• **Exercise goal**
Copy each line exactly. Drop every picture.

(Point-based annotation data)
-=-=-=-=-

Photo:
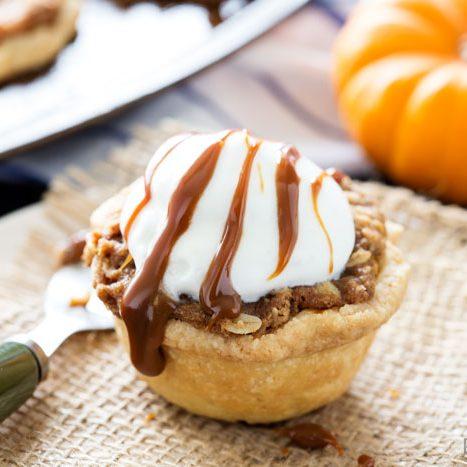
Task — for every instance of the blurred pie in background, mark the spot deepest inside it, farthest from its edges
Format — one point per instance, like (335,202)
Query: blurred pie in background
(32,33)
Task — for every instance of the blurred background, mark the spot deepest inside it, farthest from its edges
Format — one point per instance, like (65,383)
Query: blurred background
(278,86)
(266,65)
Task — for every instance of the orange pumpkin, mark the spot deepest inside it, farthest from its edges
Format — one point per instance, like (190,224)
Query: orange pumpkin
(400,70)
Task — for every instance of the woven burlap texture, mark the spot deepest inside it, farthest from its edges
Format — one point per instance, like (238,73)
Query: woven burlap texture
(406,406)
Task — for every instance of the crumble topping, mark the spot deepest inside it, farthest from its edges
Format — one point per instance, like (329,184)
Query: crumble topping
(113,269)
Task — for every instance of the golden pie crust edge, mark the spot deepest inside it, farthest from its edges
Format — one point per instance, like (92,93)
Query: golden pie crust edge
(304,365)
(33,49)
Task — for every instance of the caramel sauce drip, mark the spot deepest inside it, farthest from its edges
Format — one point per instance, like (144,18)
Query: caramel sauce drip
(366,461)
(145,309)
(217,293)
(261,178)
(311,436)
(287,188)
(148,176)
(315,190)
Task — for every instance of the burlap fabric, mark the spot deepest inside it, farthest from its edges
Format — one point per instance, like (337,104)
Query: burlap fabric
(406,406)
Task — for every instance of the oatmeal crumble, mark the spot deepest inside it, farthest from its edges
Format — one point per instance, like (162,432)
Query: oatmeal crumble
(113,269)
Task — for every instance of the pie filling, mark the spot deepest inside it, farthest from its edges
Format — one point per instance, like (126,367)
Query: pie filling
(113,270)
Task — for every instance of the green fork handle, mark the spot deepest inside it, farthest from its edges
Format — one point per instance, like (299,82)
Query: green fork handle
(21,370)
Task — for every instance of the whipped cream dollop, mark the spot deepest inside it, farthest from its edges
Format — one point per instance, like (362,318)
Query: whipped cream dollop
(296,226)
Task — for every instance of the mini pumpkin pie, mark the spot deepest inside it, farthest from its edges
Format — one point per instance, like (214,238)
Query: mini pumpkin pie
(32,33)
(246,282)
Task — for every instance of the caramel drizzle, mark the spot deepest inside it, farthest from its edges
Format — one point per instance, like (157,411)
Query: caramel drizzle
(315,191)
(261,178)
(217,293)
(287,188)
(311,436)
(148,177)
(145,309)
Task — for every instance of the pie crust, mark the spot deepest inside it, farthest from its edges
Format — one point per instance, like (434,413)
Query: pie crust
(307,363)
(35,34)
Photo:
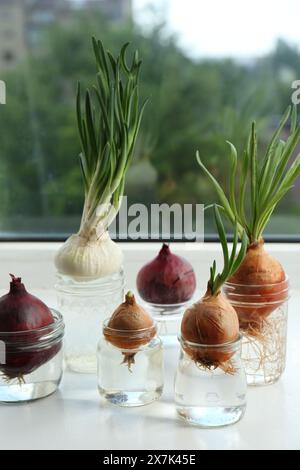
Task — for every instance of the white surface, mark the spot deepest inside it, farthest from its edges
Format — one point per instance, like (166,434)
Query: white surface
(76,418)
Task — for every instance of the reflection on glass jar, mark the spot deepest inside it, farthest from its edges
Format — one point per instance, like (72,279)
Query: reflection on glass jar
(210,384)
(84,306)
(130,376)
(263,313)
(31,362)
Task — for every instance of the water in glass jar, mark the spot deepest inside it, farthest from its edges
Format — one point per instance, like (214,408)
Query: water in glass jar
(137,385)
(209,398)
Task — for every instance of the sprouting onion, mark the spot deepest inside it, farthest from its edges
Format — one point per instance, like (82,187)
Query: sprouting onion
(269,180)
(266,181)
(213,320)
(108,124)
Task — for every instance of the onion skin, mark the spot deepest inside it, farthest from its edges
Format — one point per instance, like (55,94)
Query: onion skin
(128,319)
(22,312)
(262,270)
(211,321)
(167,279)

-=-=-=-=-

• **Output**
Photo:
Task — for every instance of the blurred pie in background, mark the spot deepest inside it, farthest from its edges
Format — one point per instance, like (335,202)
Query: blurred pie in background
(32,33)
Task — for every instance of the blurred background, mark the spot deepest inside it, farthest from its edges
Format — one point per instance, like (65,383)
Query: blurred background
(278,86)
(266,65)
Task — for every instance of the orange pumpkin, mark the spot deepest inside it, farthest from its edges
Format — one point per instance, like (190,224)
Query: orange pumpkin
(400,70)
Task — for every instance of the woven burlap texture, mark the spot deepest inside it, farthest from its edges
Format — one point per instance, like (238,73)
Query: woven burlap texture
(406,406)
Task — for every instance of the crumble topping, mark the spot deepest inside it, farthest from its edges
Format — one point per instance, like (329,184)
Query: crumble topping
(113,269)
Task — for every instance of the golden pie crust edge, mark the spot deepest inside it, farthest from its edges
Format — one point per instance, like (92,93)
Query: golden pie crust edge
(304,365)
(33,49)
Task — for every instance of the caramel sauce drip, mark the spot deepest inside it, farthest from its edges
Format — one point per instance, like (144,18)
Query: caramel sauce drip
(366,461)
(145,309)
(217,293)
(261,178)
(311,436)
(287,188)
(148,176)
(315,190)
Task — for every instance of the burlap fabric, mark the spot deepest inside it, farthest from its edges
Format — one point per instance, like (337,104)
Query: burlap fabric
(406,406)
Task — for every instance of the oatmeal crumble, mark the spot deepest inside it, farthest from its edges
Format — one point per instance, like (162,432)
Query: oatmeal crumble
(113,269)
Task — for every instance of the pie filling, mark the spot deepest inside it, farthest from its edges
Format — one point per instance, like (126,367)
Query: pie filling
(113,270)
Task — for every instance of the green fork handle, mark the spot deepest inside it, farthest from its edges
Format — one point per instance, like (299,82)
Query: green fork handle
(21,370)
Task — for every instance of the whipped cream dollop, mark the spot deepest inside it, farthest from its edges
Format — one point per instance, like (362,318)
Query: whipped cream dollop
(296,226)
Task — for every instance of the mini pumpkin pie, mark the spot deepest inside it, farthest from its edges
Format — one point per instance, like (214,238)
Query: mini pumpkin pie
(32,33)
(246,282)
Task — for every instance of the caramel drizzle, mark the spot deepest inside it, farthest from its edges
Format — one point per instance, like (157,411)
Query: caramel drizzle
(315,191)
(261,178)
(217,293)
(287,188)
(311,436)
(148,177)
(145,309)
Task — for every instance of the pie crust, mark the spot deepest inside it, farthest from its edges
Format — one point per instance, like (434,413)
Query: pie crust
(307,363)
(35,34)
Photo:
Task — for every instance of the white surface, mark the spot deepest inside it, farthest from its edges
Format — one point per instance, like (166,434)
Query: white surface
(76,418)
Task — for every instance of the reflection on glass jar, mark the spot deepest inside it, farthest from its edges
Format — one point per instance, like (72,279)
Query: reflection on glass jar
(210,384)
(84,306)
(130,376)
(263,313)
(31,362)
Task — for every instance of the water in glass jar, mark the spot deepest inside it, farthest from its edges
Format — one point per instance, like (214,408)
Query: water in glass jar
(137,385)
(209,398)
Task — for every instance of the sprouting onion, mark the spot deepest inside it, farthest from its edges
Format — one point per instance, like (82,187)
Query: sprouting onion
(269,180)
(266,181)
(213,320)
(108,124)
Task — for every instance of the onion skin, mark the spot deepest inside it, farthest from its edges
Format — one point per instance, like (55,94)
Query: onion skin
(128,319)
(22,312)
(262,270)
(211,321)
(167,279)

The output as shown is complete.